*** RECORD EXCERPTS

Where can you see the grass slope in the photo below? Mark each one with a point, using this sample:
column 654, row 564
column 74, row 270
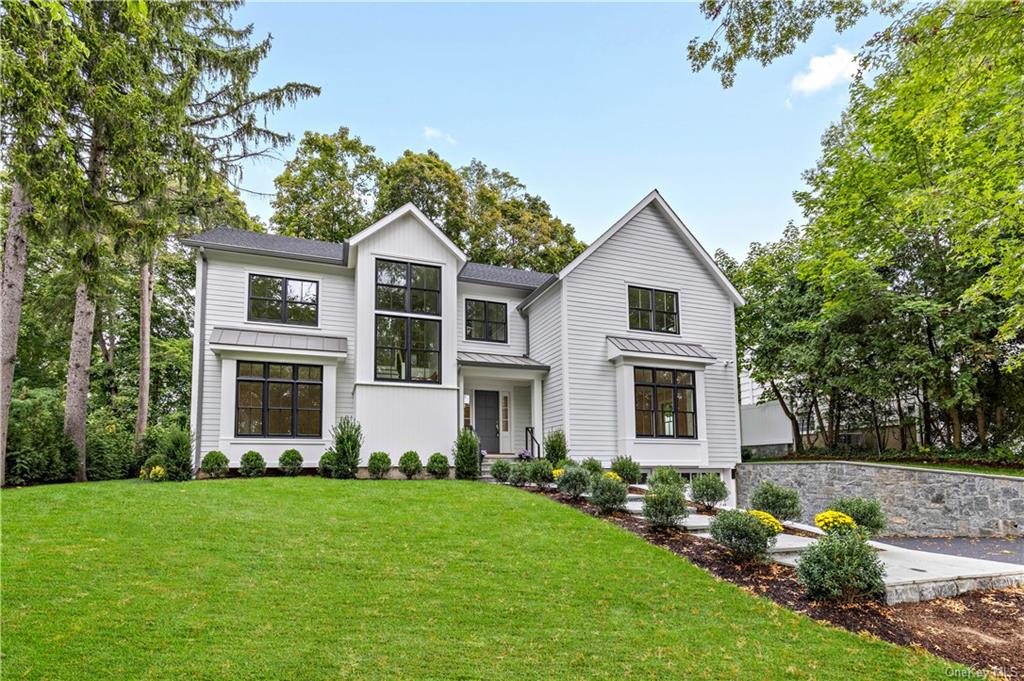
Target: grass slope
column 304, row 578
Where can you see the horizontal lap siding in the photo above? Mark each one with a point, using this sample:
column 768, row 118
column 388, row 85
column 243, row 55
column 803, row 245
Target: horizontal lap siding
column 647, row 251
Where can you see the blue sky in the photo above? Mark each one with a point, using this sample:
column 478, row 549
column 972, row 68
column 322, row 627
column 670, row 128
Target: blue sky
column 590, row 105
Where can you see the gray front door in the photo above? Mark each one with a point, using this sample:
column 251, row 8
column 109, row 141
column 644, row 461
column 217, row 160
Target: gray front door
column 486, row 420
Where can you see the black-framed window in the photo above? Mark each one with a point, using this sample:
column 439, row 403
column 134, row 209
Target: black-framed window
column 274, row 399
column 283, row 300
column 408, row 348
column 486, row 321
column 407, row 287
column 666, row 402
column 653, row 309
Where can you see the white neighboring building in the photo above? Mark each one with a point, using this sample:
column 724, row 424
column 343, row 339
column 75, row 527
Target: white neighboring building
column 629, row 349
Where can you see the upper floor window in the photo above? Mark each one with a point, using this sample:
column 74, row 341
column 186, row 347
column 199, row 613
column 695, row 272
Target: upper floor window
column 407, row 287
column 486, row 321
column 651, row 309
column 283, row 300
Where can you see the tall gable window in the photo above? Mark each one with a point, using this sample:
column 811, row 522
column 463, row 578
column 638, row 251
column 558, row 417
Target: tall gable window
column 666, row 402
column 283, row 300
column 486, row 321
column 652, row 309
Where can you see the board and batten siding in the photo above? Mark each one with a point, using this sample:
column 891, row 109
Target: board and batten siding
column 647, row 251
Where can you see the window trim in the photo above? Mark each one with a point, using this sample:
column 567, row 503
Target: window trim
column 485, row 321
column 409, row 349
column 654, row 385
column 651, row 311
column 283, row 318
column 265, row 382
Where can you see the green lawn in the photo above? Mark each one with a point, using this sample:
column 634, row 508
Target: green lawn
column 305, row 578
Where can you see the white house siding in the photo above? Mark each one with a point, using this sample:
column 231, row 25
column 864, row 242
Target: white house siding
column 546, row 336
column 226, row 301
column 647, row 251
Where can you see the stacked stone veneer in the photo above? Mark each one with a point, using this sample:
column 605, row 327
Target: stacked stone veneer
column 918, row 502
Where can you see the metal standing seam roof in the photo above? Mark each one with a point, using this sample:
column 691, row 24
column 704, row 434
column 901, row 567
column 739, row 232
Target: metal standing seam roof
column 279, row 340
column 243, row 241
column 503, row 360
column 660, row 347
column 477, row 272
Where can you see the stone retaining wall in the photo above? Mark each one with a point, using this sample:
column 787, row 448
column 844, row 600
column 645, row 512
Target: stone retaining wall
column 918, row 502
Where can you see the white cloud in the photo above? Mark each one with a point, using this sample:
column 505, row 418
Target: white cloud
column 824, row 72
column 433, row 133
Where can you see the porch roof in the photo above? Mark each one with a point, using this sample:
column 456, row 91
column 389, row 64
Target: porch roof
column 500, row 360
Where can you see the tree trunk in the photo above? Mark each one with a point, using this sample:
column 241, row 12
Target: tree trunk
column 79, row 360
column 144, row 318
column 15, row 262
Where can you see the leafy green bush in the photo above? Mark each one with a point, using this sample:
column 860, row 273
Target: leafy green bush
column 556, row 448
column 290, row 462
column 742, row 534
column 347, row 442
column 841, row 566
column 781, row 502
column 467, row 456
column 663, row 504
column 707, row 491
column 865, row 512
column 539, row 471
column 573, row 481
column 437, row 465
column 410, row 464
column 252, row 464
column 214, row 464
column 669, row 476
column 176, row 445
column 627, row 469
column 608, row 494
column 500, row 470
column 379, row 465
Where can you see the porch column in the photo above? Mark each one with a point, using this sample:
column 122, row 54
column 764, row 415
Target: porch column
column 537, row 409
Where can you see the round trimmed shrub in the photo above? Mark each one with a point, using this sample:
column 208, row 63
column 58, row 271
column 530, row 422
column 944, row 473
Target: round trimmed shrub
column 500, row 470
column 663, row 504
column 660, row 476
column 252, row 464
column 841, row 566
column 410, row 464
column 707, row 491
column 437, row 465
column 214, row 464
column 627, row 469
column 865, row 512
column 743, row 535
column 783, row 503
column 379, row 465
column 290, row 462
column 573, row 481
column 608, row 494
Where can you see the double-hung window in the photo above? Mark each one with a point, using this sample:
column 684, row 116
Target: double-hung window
column 283, row 300
column 279, row 400
column 666, row 402
column 486, row 321
column 408, row 343
column 653, row 309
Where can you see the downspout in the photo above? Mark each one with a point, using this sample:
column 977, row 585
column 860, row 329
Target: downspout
column 201, row 335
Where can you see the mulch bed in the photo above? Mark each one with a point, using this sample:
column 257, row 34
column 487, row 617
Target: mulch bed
column 983, row 630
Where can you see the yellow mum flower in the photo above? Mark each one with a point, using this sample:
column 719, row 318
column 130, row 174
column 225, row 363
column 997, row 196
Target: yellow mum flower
column 768, row 520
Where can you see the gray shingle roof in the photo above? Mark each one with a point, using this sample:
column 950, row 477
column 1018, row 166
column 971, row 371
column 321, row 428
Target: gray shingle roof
column 243, row 241
column 478, row 272
column 504, row 360
column 660, row 347
column 279, row 340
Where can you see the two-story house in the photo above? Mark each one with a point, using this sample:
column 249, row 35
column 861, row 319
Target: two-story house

******

▶ [ASSIGNED TASK] Check each line above for the word "story", and copy the lines where it appears.

▶ [THE ANSWER]
Where can you see the two-story house in the photo above? Mark each one with a point, using this sample:
Target: two-story house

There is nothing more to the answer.